**Text shown:**
━━━━━━━━━━━━━━━━━━━━

Once in the Middle East, Zionism shifted the locus of its struggle, from finding a solution to European anti-semitism to building an exclusive Jewish homeland on someone else’s land, that of the Palestinians. If one wants to understand the impact of Zionism in the Middle East, then one needs to see how destabilising such a European ideological implant was.

The idea of ethnic-religious supremacism, which history suggests is latent in many ethnic nationalisms, quickly came to the fore in Zionism. Today, the dominant features of Zionist ideology in Israel are:

  • a commitment to segregation at all levels – made concrete in the separation wall across the West Bank;
  • a belief in ethnic exclusivism – Palestinian citizens inside Israel are even denied an Israeli nationality;
  • a kind of national paranoia – walls are built to protect every border;
  • an aversion, paradoxically given the above, to defining its borders – and with it a craving for expansion and greater “living room”.

All of this was predictable if one looked at the trajectory of ethnic nationalisms in Europe. Instead, we in the West see all this as a reaction to Islamism. The reality is we have everything back to front: Zionism, an aggressive ethnic nationalism, fed reactionary forces in the region like political Islam.

Cotto: If Israel adopted its pre-1967 borders, would this, in your opinion, contribute to the peace process?

Cook: Of course, it would. If nothing else, it would show for the first time two things: one, that Israel is prepared to exhibit good faith towards the Palestinians and respect international law; and two, that it has finally decided to define and fix its borders. Those are also two good reasons why I don’t think we will see Israel adopt such a position.

There is a further, implicit question underlying this one. Can a Palestinian state on 22 per cent of historic Palestine, separated into two prison-cantons with limited access to the sea, be a viable state?

No, I don’t think it can – at least not without remaining economically dependent on Israel and militarily vulnerable to it too. That, we should remember, also appears to have been the view of the international community when it tried to solve this problem more than 60 years ago. The United Nations Partition Plan of 1947 gave the Jewish minority 55 per cent of historic Palestine to create a Jewish state, while the Palestinians, the majority of the population, received 45 per cent for an Arab state.

One doesn’t have to believe the partition plan was fair – as most Palestinians do not – to understand that even the Western-centric UN of that time did not imagine that a viable state could be created on 22 per cent of Palestine, or half of the “Arab state” it envisioned.

━━━━━━━━━━━━━━━━━━━━

**Records:**
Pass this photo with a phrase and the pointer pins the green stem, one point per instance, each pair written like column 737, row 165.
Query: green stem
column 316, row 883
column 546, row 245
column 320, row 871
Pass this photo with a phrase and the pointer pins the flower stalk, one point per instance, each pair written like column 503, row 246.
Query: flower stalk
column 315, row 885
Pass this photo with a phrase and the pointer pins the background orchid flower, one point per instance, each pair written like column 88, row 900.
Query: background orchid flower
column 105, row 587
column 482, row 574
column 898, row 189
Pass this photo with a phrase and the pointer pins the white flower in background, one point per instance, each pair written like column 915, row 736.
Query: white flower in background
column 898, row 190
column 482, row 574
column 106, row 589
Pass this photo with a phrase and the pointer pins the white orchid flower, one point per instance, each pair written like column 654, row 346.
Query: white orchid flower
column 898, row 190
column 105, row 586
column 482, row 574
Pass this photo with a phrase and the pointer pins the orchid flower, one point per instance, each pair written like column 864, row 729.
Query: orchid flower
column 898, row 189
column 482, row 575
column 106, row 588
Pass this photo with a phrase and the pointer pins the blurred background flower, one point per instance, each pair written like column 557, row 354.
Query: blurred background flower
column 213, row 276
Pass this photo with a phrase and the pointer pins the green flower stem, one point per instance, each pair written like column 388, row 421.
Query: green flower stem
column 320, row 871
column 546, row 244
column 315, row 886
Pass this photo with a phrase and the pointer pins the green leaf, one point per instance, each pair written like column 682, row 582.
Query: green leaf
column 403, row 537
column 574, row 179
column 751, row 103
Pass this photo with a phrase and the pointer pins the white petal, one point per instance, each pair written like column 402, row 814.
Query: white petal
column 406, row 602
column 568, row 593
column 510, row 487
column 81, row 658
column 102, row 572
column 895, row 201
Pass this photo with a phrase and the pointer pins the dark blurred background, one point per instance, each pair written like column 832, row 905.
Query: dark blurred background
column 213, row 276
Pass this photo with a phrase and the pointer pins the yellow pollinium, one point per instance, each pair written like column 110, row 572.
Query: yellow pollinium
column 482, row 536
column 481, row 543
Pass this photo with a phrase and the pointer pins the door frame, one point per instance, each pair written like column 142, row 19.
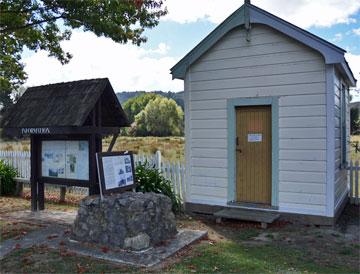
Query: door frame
column 231, row 134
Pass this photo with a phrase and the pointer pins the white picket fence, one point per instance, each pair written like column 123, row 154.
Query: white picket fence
column 174, row 171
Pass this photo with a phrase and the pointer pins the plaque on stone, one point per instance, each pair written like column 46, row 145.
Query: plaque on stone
column 116, row 171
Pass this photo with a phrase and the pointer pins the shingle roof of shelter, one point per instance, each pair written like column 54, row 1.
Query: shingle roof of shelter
column 66, row 104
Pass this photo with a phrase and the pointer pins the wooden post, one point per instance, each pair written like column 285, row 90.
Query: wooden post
column 158, row 160
column 62, row 193
column 41, row 196
column 40, row 185
column 33, row 172
column 93, row 189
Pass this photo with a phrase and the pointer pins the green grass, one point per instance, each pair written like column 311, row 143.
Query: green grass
column 229, row 257
column 44, row 260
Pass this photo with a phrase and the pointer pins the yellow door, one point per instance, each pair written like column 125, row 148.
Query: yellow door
column 253, row 154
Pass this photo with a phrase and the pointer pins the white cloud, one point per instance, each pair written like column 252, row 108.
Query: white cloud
column 338, row 38
column 354, row 63
column 127, row 66
column 304, row 13
column 356, row 31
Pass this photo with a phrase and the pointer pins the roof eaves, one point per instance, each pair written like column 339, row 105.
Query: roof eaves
column 102, row 83
column 234, row 20
column 332, row 53
column 292, row 26
column 345, row 70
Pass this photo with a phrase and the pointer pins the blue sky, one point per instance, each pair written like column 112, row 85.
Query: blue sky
column 147, row 67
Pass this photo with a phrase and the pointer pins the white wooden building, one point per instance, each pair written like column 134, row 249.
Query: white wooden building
column 267, row 118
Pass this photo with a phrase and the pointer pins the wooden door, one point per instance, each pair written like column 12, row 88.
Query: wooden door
column 253, row 154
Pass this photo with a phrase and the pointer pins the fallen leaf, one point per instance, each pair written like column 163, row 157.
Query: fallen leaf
column 104, row 249
column 53, row 236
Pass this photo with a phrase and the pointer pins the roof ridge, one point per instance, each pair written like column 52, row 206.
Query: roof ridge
column 70, row 82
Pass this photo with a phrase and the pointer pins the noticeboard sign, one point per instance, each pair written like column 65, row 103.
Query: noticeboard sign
column 116, row 171
column 65, row 159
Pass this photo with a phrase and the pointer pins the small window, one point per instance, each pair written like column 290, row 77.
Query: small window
column 343, row 128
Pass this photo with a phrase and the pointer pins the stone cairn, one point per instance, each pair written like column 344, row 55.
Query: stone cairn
column 130, row 220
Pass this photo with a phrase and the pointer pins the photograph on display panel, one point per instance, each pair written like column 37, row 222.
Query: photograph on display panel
column 116, row 171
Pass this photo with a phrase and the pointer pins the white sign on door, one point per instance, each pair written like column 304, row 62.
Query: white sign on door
column 254, row 137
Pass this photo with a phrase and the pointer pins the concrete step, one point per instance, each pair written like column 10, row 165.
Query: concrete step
column 262, row 217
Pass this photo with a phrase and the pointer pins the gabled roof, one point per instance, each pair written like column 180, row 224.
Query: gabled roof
column 66, row 105
column 331, row 53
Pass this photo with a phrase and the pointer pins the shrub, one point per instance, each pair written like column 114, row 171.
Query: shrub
column 7, row 175
column 149, row 179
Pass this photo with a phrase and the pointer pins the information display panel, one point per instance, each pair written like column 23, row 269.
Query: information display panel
column 116, row 170
column 65, row 159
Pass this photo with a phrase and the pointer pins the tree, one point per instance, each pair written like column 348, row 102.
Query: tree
column 161, row 117
column 43, row 24
column 135, row 105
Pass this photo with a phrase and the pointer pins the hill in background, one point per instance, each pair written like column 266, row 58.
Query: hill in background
column 177, row 96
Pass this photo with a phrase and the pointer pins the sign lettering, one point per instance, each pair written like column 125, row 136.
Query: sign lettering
column 32, row 130
column 254, row 138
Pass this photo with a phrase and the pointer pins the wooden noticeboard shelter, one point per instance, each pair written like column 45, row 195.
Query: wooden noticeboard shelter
column 65, row 122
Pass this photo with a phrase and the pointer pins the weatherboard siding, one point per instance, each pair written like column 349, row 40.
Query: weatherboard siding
column 341, row 174
column 270, row 65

━━━━━━━━━━━━━━━━━━━━

**Problem A:** Please copy the passage from the interview on Zionism between "There is a further, implicit" and "an Arab state.", inclusive.
**Problem B:** Continue the interview on Zionism and Israel's borders from the point where it stops.

**Written answer A:**
There is a further, implicit question underlying this one. Can a Palestinian state on 22 per cent of historic Palestine, separated into two prison-cantons with limited access to the sea, be a viable state?

No, I don’t think it can – at least not without remaining economically dependent on Israel and militarily vulnerable to it too. That, we should remember, also appears to have been the view of the international community when it tried to solve this problem more than 60 years ago. The United Nations Partition Plan of 1947 gave the Jewish minority 55 per cent of historic Palestine to create a Jewish state, while the Palestinians, the majority of the population, received 45 per cent for an Arab state.

**Written answer B:**
That is why I have long maintained that ultimately a solution to the conflict will only be found when the international community helps the two sides to find common ground and shared interests and to create joint institutions. That might be vaguely termed the one-state solution, but in practice it could take many forms.

Cotto: It is often noted that Palestinians live in far more impoverished socioeconomic conditions than Israelis do. From your standpoint, can this be attributed to Israeli aggression?

Cook: In essence, it is difficult to imagine it could be attributed to much else, unless one makes the racist assumption that Palestinians or Arabs are naturally lazy or incompetent.

In terms of Israel’s greater economic success, there are several factors to take into account. It receives massive subsidies from the US taxpayer – billions of dollars in military aid and other benefits. It has developed very lucrative hi-tech and homeland security industries, often using the occupied territories as laboratories for it to test and showcase its weapons and surveillance systems. It also benefits from the financial connections it enjoys with worldwide Jewry. Just think of the property market in Israel, which is artificially boosted by wealthy US and European Jews who inject money into the economy by buying an Israeli condo.

But equally importantly – as a just-published report from the World Bank concludes – it has prospered by plundering and exploiting Palestinian resources. The World Bank argues that Israel’s de facto annexation of 62 per cent of the West Bank, known as Area C in the Oslo Accords, has stripped any nascent Palestinian state of almost all its resources: land for development, water for agriculture, quarries for stone, the Dead Sea for minerals and tourism, etc. Instead these resources are being stolen by more than 200 settlements Israel has been sowing over the West Bank.

Israel also exploits a captive, and therefore cheap, Palestinian labour force. That both benefits the Israeli economy and crushes the Palestinian economy.

Cotto: Some say that Israel’s settlement policies directly encourage violence from Palestinian militants. Do you believe this to be the case?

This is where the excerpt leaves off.